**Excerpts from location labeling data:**
::::::::::
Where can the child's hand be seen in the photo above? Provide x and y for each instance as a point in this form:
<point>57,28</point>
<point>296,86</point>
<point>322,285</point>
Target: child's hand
::::::::::
Rewrite the listing with every "child's hand" changed to "small hand", keeping all other text identical.

**RIGHT ANSWER:**
Where can the small hand be seen in the photo above? Provide x and y for each instance as a point in this form:
<point>57,28</point>
<point>296,86</point>
<point>322,285</point>
Target: small hand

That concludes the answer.